Во-вторых, я не знаю, благоразумно или неблагоразумно я поступаю, проводя мысль о скитаниях из одного призрака в другой, но знаю, что от этого моего неблагоразумия никакой для дела порухи не произойдет. Человечество, хотя бы оно не было насчет этого и вполне согласно со мной в отвлеченье, все-таки не придет от того в отчаяние и не сложит руки (незачем, дескать, и работать, коли работать приходится в пользу одних призраков), а будет следовать всё той же дорогой, которой ему идти надлежит. В этом отношении над ним тяготеет фатализм, который, однако ж, совсем не есть фатализм в том смысле, как мы это слово понимаем, а просто подчинение тем законам, которые лежат в основании человеческой природы. Следовательно, каковы бы ни были теории, они не могут ни повредить, ни пользу оказать, ни прибавить, ни убавить в этом естественном и независимом от самого человечества ходе вещей. А следовательно, и говорить о том нечего, что благоразумно и что неблагоразумно, что вредно и что невредно: тут просто на первом плане стоит непременная потребность мысли высказаться до конца.

§

■ **Задание 1**:
Что, согласно отрывку, стоит на первом плане?

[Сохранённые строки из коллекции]

§

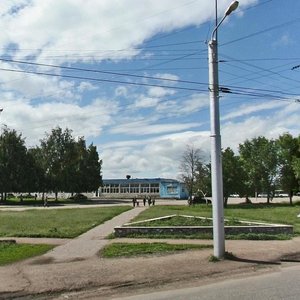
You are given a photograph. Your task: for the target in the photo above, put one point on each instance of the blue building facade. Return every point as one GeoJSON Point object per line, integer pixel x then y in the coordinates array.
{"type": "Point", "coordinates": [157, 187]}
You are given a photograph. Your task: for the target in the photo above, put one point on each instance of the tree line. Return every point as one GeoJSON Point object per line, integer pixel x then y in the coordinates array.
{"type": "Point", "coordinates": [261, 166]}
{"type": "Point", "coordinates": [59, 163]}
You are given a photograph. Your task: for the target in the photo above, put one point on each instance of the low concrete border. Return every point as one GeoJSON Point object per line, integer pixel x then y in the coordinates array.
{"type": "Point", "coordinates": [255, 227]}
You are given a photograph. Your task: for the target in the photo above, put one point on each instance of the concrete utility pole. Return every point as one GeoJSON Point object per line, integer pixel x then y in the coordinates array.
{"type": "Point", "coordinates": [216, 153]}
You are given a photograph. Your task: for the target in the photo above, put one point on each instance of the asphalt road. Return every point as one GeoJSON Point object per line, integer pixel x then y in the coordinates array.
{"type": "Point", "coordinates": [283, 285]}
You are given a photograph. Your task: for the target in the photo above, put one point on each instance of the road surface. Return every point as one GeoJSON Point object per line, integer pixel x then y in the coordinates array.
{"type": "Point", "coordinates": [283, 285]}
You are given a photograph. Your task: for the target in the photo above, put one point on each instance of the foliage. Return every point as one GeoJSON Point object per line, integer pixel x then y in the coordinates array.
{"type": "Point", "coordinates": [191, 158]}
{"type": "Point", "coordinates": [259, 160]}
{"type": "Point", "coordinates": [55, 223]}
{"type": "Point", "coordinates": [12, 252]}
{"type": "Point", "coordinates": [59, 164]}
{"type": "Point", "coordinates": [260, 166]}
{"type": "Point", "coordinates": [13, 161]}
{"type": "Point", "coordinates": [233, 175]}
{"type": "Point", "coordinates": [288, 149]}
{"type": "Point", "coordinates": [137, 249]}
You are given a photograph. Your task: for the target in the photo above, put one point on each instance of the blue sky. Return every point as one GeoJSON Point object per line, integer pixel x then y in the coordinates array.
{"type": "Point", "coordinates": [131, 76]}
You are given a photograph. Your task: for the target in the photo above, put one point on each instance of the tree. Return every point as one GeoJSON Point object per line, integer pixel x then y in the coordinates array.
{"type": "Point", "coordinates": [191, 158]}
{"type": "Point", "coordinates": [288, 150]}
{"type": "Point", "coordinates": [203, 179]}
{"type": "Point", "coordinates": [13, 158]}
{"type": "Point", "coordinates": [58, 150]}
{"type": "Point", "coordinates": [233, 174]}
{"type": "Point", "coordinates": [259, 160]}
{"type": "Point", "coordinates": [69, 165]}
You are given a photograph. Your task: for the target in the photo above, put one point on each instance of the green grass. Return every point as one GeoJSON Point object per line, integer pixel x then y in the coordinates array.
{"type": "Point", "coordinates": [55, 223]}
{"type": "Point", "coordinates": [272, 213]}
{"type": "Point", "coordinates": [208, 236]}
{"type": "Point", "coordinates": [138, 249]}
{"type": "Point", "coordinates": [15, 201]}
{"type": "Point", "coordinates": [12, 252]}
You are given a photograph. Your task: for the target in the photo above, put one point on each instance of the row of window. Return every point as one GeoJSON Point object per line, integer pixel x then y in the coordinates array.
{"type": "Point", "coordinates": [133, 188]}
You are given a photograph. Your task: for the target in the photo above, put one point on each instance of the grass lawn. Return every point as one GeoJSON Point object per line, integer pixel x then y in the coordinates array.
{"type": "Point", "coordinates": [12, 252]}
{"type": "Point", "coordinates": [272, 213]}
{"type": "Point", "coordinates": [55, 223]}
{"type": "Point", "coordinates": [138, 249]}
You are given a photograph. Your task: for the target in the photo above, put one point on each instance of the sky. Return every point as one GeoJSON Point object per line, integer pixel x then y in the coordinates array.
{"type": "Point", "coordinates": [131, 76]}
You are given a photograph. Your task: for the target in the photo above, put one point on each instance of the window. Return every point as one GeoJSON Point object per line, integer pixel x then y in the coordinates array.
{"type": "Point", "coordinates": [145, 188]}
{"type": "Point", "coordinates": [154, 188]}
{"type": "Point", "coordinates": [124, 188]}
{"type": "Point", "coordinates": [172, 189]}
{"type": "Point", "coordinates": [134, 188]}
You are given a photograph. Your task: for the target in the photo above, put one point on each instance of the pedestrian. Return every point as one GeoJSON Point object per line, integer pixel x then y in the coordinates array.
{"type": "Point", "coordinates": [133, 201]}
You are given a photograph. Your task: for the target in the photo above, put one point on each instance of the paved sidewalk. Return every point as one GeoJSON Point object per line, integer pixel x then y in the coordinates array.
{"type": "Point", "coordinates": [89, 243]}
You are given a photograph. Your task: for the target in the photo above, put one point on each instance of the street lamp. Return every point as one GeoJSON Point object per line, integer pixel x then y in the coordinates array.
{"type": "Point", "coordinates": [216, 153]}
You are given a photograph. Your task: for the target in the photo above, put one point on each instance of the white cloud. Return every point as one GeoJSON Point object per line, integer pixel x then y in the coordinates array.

§

■ **Задание 2**:
Отберите строки, в которых встречается слово «building», и перепишите каждую из них.

■ **Верный ответ 1**:
Непременная потребность мысли высказаться до конца.

■ **Верный ответ 2**:
You are given a photograph. Your task: for the target in the photo above, put one point on each instance of the blue building facade. Return every point as one GeoJSON Point object per line, integer pixel x then y in the coordinates array.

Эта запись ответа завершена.